Could you show each line of the records that contains the word "upholstered"?

+++ The records +++

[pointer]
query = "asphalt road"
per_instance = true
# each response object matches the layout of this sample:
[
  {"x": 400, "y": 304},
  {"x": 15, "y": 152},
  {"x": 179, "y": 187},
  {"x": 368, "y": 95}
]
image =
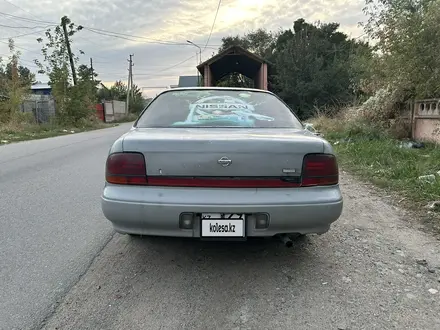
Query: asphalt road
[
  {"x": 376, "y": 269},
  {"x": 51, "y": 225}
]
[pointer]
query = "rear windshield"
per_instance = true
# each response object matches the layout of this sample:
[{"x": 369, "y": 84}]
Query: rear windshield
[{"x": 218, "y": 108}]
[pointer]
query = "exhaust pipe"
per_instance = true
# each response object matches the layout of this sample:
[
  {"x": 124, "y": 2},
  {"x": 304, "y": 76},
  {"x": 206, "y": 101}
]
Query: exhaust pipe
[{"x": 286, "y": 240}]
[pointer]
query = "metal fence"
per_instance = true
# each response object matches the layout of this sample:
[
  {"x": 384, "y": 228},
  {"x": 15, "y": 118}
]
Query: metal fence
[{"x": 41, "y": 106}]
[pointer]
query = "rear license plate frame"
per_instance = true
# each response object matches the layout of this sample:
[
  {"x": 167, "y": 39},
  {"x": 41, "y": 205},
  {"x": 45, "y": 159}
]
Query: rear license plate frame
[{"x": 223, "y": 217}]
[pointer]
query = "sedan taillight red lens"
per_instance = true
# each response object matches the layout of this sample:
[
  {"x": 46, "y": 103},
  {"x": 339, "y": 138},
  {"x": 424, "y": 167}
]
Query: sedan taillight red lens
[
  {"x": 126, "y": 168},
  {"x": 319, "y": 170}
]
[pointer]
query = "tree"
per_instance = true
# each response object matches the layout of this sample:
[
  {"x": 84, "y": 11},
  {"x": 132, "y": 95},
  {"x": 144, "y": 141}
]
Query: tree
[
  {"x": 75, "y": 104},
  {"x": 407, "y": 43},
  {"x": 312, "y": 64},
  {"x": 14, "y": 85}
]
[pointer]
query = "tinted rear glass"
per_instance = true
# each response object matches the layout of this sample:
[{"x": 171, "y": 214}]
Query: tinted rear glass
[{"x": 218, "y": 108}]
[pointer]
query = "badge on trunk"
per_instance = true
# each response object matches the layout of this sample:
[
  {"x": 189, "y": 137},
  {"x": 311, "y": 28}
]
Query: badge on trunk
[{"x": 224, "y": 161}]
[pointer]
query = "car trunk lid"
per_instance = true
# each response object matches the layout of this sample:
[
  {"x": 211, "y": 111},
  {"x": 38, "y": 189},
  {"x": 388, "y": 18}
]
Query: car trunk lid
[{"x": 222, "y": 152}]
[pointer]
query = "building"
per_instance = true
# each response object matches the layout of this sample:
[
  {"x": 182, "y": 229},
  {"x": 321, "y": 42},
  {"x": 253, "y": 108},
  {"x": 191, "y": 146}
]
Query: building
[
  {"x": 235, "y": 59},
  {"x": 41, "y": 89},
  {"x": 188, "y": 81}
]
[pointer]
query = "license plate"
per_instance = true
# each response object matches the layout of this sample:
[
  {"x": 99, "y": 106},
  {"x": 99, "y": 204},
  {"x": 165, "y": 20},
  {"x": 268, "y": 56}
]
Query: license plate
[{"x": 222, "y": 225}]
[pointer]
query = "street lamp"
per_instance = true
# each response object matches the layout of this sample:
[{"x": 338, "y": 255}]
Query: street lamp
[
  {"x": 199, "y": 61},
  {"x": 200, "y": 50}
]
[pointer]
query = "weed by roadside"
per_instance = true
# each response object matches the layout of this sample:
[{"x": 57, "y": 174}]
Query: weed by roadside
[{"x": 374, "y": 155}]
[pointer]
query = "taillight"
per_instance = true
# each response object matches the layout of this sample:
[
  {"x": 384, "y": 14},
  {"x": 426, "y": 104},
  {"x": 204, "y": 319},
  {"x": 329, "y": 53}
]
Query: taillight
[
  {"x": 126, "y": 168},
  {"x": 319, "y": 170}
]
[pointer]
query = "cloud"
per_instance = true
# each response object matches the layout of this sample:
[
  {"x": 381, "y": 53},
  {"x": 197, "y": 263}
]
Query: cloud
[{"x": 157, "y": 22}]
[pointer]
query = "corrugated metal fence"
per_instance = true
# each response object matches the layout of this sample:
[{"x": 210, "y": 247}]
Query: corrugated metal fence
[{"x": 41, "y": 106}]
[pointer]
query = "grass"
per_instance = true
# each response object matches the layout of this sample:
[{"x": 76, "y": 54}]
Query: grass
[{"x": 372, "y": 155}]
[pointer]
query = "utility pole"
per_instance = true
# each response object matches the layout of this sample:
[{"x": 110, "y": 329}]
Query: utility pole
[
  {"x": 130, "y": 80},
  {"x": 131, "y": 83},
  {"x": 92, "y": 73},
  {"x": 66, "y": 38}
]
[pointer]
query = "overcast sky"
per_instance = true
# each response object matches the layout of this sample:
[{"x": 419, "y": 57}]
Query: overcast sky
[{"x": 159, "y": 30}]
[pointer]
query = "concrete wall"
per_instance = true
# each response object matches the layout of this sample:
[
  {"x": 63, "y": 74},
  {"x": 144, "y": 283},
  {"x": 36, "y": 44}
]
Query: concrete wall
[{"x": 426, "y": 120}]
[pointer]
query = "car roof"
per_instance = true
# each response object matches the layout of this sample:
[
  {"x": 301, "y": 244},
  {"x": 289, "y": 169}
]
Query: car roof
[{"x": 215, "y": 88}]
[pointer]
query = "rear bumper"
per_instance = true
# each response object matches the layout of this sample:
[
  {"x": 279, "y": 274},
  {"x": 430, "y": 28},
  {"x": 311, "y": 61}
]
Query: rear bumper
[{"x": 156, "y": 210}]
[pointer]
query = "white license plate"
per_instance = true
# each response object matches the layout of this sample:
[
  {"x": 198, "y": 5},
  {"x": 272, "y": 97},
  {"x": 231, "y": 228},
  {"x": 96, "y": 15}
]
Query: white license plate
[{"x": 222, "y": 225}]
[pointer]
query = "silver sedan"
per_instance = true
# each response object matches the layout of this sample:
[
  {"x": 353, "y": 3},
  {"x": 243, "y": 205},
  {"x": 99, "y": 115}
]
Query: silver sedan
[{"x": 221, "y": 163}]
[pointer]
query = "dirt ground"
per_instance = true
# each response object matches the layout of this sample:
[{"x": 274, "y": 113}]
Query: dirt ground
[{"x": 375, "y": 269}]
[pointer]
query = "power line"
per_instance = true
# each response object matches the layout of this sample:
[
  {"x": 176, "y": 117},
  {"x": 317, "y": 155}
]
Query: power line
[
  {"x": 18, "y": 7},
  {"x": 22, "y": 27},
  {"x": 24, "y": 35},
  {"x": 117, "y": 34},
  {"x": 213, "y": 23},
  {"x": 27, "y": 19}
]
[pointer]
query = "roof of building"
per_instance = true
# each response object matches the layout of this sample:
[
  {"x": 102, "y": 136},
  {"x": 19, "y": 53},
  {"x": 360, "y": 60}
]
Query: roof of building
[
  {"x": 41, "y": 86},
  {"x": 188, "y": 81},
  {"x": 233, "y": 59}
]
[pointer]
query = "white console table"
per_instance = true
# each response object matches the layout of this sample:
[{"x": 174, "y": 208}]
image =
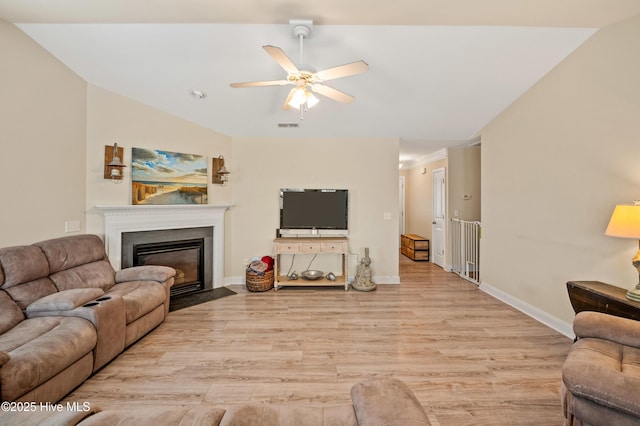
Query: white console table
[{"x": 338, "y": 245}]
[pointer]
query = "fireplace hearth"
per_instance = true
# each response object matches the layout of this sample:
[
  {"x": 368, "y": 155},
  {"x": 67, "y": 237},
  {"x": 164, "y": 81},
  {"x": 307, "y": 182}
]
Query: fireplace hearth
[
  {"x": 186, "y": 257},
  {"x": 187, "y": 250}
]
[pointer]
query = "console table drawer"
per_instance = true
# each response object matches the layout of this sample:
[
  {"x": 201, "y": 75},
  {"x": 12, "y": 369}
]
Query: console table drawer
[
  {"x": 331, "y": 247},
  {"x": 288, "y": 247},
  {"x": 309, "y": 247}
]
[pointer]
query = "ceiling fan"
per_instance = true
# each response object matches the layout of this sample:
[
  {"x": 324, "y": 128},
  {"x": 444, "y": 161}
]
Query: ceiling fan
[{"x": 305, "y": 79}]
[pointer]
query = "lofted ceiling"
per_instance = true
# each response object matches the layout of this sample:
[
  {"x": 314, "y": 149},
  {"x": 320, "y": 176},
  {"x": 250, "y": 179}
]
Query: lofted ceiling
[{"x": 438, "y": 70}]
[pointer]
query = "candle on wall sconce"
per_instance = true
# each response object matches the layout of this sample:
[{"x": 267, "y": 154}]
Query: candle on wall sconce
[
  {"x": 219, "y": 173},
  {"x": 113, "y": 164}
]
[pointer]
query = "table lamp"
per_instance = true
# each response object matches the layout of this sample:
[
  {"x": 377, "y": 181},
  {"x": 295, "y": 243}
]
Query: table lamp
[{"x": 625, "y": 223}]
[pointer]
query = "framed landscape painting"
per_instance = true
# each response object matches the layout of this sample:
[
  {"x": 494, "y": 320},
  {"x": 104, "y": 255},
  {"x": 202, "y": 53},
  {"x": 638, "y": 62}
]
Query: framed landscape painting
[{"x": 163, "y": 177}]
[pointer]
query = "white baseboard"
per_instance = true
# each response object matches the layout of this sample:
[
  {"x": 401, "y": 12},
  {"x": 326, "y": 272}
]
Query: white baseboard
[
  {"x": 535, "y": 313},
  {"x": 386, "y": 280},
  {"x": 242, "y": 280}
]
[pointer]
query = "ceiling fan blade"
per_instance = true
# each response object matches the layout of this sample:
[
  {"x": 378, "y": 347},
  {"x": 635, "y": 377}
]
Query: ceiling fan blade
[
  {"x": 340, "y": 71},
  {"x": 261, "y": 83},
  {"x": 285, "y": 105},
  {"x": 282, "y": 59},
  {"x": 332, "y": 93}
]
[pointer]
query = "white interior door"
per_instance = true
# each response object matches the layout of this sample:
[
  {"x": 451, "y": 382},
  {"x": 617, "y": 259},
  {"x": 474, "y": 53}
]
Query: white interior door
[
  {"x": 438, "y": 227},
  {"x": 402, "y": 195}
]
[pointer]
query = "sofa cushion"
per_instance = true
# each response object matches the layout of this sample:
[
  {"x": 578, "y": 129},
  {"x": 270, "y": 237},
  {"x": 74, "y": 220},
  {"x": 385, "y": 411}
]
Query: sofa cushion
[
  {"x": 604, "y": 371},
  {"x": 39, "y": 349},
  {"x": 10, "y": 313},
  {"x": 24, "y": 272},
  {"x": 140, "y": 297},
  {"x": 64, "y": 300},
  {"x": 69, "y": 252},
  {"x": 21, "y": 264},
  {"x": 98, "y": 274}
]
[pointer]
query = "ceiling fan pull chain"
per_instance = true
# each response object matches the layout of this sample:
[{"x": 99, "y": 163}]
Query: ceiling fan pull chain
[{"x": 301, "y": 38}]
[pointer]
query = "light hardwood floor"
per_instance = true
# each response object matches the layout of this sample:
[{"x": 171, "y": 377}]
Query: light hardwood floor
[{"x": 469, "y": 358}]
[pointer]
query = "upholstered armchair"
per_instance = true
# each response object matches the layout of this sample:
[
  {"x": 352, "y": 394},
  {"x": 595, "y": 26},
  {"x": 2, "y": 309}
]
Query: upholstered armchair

+++
+++ The records +++

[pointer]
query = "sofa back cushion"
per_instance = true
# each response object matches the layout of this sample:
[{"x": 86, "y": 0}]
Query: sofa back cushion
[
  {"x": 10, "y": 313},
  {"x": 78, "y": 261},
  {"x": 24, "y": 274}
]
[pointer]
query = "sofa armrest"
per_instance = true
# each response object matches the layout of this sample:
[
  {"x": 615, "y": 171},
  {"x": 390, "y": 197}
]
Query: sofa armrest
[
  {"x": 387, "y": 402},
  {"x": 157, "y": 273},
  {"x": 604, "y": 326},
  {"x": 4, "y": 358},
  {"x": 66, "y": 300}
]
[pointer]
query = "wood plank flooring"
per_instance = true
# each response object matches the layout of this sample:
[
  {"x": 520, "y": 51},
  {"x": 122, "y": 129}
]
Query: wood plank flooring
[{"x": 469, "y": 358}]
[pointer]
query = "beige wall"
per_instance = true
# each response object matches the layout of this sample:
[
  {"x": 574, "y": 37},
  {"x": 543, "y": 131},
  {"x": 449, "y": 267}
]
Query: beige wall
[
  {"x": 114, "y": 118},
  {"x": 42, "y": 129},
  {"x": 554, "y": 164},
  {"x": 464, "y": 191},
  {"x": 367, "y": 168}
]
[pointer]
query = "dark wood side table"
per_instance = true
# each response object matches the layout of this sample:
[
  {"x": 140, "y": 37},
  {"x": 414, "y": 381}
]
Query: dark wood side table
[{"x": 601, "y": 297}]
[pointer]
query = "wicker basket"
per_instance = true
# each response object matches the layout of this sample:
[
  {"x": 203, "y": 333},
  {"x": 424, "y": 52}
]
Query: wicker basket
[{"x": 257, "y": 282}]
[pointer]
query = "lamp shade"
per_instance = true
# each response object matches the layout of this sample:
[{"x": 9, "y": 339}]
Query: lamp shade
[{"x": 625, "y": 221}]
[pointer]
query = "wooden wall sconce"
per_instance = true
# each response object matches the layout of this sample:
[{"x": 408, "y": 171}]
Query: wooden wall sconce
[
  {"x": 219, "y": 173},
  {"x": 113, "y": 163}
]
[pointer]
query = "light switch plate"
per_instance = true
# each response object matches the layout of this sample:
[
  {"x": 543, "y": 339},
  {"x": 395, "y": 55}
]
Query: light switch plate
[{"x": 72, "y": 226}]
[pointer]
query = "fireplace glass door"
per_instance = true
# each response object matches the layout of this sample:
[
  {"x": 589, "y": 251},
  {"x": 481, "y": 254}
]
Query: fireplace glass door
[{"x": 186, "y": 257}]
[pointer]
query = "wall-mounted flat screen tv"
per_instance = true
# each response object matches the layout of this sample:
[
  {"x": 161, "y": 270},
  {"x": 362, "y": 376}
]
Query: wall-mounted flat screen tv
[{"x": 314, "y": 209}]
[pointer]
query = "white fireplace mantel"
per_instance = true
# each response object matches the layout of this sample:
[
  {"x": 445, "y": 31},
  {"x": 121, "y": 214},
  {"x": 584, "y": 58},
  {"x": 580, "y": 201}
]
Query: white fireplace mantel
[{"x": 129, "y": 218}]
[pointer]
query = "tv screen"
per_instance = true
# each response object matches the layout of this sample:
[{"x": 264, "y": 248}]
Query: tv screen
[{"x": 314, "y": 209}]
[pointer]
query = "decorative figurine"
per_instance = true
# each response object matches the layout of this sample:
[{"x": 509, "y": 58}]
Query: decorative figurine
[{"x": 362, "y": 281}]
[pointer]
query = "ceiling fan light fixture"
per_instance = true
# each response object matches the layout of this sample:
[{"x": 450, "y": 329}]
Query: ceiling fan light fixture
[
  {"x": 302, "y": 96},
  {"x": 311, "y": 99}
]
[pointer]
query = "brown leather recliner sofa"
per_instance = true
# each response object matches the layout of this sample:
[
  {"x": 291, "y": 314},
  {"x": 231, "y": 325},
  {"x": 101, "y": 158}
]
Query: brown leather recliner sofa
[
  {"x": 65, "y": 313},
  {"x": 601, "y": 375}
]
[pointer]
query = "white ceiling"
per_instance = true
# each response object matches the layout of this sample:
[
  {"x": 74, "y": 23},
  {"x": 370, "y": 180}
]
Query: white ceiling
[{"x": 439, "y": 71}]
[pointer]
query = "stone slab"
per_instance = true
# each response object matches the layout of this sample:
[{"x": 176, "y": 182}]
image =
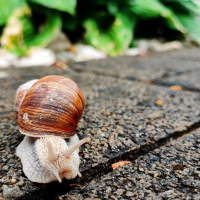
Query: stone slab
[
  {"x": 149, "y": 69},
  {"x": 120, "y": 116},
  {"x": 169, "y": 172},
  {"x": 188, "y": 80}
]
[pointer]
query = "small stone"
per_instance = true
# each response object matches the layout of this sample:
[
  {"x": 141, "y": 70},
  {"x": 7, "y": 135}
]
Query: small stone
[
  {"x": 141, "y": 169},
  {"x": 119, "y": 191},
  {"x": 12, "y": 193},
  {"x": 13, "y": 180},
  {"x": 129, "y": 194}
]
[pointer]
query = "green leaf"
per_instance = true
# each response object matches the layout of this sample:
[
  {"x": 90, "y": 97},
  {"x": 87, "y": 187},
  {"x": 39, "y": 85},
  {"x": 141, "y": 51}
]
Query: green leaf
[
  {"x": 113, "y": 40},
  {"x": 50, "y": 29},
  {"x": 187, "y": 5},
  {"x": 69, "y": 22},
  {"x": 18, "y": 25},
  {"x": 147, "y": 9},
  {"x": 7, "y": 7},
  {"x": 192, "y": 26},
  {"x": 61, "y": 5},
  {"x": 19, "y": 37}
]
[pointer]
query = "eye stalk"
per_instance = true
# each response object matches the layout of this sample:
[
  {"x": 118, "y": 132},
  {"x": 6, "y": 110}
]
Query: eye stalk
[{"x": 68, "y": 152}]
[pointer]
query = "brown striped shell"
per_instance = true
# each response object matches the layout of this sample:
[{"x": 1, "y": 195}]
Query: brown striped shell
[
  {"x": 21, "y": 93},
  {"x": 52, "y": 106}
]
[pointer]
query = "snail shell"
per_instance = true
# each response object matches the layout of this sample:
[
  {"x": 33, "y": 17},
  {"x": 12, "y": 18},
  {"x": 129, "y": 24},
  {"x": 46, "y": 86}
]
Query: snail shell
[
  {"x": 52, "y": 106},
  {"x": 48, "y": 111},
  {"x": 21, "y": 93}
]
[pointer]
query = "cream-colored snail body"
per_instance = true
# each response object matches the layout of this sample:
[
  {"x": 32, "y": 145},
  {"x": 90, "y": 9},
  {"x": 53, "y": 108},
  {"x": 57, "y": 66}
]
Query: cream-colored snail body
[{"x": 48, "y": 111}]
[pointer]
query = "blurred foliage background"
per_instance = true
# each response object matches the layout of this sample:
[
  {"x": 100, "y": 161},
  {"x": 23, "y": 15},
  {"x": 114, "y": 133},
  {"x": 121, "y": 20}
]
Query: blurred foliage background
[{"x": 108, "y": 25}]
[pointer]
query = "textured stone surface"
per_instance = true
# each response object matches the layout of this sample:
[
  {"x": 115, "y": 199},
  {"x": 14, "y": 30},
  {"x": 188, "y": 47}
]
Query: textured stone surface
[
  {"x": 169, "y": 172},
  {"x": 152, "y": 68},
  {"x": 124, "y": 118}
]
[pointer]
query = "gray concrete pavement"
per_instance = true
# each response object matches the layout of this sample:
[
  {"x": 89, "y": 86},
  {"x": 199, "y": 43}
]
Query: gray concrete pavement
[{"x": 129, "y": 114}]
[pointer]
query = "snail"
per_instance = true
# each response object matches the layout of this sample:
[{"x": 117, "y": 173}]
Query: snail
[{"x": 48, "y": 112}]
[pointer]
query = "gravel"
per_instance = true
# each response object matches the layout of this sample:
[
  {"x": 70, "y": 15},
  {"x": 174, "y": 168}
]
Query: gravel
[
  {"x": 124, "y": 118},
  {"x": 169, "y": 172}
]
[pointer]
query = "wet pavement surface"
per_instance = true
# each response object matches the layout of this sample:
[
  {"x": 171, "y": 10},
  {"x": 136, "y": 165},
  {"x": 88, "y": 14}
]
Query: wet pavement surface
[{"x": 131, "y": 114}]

+++
+++ The records +++

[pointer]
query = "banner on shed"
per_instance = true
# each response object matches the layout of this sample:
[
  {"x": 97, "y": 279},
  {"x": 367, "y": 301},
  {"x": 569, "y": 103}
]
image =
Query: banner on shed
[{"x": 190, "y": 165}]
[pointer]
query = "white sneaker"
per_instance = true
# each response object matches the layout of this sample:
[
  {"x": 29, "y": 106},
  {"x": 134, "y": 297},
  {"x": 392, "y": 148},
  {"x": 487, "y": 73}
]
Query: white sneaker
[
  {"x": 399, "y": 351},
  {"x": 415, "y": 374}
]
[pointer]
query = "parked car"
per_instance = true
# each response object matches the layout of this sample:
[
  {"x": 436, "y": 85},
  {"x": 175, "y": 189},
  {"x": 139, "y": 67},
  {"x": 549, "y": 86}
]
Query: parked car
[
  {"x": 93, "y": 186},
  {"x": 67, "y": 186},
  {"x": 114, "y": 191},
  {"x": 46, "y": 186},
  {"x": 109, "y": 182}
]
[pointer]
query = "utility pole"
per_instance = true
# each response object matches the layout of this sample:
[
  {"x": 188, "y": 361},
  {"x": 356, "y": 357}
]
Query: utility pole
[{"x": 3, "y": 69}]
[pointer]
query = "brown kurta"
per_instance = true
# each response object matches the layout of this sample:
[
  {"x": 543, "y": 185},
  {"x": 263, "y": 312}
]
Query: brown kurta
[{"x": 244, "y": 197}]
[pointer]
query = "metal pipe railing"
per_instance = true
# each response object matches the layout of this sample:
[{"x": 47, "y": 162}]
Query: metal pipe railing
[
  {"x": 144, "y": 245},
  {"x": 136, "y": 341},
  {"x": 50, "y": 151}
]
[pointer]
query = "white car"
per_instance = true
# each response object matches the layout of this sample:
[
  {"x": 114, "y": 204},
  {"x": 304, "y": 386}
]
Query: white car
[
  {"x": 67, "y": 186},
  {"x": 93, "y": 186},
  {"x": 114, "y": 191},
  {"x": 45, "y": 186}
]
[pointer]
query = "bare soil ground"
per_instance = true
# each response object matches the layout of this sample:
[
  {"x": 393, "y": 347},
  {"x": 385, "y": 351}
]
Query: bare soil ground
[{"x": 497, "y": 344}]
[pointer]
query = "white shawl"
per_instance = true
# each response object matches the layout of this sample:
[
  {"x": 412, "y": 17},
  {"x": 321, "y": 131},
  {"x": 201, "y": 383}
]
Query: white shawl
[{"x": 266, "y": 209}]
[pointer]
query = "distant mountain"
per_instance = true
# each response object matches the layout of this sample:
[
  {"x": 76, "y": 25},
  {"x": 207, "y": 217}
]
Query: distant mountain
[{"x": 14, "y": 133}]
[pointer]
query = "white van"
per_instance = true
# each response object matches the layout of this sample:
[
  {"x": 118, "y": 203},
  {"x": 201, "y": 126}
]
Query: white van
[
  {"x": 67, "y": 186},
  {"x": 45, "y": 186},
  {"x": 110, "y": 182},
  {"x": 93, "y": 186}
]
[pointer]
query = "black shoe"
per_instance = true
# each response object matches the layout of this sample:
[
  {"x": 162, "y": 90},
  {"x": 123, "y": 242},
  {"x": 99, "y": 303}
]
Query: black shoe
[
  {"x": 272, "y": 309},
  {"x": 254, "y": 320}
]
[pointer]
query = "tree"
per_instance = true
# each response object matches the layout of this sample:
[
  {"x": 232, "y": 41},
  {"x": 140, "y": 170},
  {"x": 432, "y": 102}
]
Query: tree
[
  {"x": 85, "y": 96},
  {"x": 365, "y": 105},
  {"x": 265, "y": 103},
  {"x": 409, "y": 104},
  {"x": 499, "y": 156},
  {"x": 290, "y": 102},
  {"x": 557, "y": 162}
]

+++

▶ _Task output_:
query = "upholstered armchair"
Query: upholstered armchair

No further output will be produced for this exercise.